-- Stated exercise 1 --
List every name of a person or commenter that appears in the filibuster discussion below, excluding anything that appears only within the web address.

-- Document section --
***
Yeah, the media has been behaving this way for most of Obama’s presidency. This is deeply problematic for a number of reasons. First, it often causes the media to portray a few wayward Democrats as the deciding factor in a piece of legislation going down, even though those Democrats weren’t needed for a majority “aye” vote. Second, by making filibusters so routine they’re not even identified and instead are normalized, the media removes any responsibility for the obstructing actors to explain what was supposed to be an exceptional act. In both cases the media is failing to properly inform the voting public who truly blocked a piece of legislation, information which is required for the electorate to reward or punish their representatives in the voting booth.
James Fallows at the Atlantic has been banging this drum for years, and he hit upon the theme again a few days ago:
http://www.theatlantic.com/politics/archive/2013/03/george-orwell-on-the-filibuster/274037/
@Rafer Janders: No. The state of Alaska is represented by two United States Senators. The State of New York is represented by two United States Senators. That’s why we have a bicameral legislature. The Senate represents the interests of the individual states and the House represents the interests of the people. Why not just abolish the Senate if we are going to base everything on majority rule?
@Septimius:
See, what confuses me is that you seem quite concerned about the fate of 710,000 people if they comprise one state, but not at all concerned about the fate of 710,000 people if they are part of some larger group of people within a state.
***
-- Records to use --

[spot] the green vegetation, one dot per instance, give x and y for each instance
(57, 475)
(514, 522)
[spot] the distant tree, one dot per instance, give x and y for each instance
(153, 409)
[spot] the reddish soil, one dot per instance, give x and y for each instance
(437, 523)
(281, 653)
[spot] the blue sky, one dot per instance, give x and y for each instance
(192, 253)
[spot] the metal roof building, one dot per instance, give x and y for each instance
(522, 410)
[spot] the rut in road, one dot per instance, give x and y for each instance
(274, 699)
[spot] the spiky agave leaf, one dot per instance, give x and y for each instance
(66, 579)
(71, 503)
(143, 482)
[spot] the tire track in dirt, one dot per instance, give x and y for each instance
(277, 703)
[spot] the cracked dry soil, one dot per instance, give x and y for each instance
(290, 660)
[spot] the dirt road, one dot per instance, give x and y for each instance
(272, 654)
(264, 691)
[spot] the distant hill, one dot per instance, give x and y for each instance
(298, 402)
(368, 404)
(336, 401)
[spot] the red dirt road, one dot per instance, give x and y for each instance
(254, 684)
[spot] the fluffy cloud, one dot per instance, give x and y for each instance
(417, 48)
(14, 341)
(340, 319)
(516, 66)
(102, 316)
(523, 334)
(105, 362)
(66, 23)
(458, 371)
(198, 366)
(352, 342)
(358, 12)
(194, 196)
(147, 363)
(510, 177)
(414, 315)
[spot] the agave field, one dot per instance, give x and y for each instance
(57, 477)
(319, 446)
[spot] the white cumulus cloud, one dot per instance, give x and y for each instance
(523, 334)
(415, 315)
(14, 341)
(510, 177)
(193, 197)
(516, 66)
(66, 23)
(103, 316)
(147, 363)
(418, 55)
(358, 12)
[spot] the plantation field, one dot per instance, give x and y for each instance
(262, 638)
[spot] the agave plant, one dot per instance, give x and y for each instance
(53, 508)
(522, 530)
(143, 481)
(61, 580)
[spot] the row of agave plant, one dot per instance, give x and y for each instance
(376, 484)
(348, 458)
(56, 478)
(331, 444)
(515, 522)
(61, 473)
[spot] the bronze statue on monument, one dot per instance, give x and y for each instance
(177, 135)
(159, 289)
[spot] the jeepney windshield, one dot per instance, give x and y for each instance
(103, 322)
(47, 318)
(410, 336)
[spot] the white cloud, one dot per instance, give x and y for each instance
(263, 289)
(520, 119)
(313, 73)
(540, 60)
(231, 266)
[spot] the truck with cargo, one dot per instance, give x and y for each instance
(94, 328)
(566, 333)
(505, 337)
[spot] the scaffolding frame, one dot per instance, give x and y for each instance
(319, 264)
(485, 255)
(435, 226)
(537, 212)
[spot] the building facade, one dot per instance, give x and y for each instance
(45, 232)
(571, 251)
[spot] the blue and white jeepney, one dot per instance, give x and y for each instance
***
-- Stated exercise 2 --
Extract every line of the records above that contains the word "agave", matching its case exactly.

-- Expected output 1 --
Obama
James Fallows
Rafer Janders
Septimius

-- Expected output 2 --
[spot] the spiky agave leaf, one dot per instance, give x and y for each instance
[spot] the agave field, one dot per instance, give x and y for each instance
[spot] the agave plant, one dot per instance, give x and y for each instance
[spot] the row of agave plant, one dot per instance, give x and y for each instance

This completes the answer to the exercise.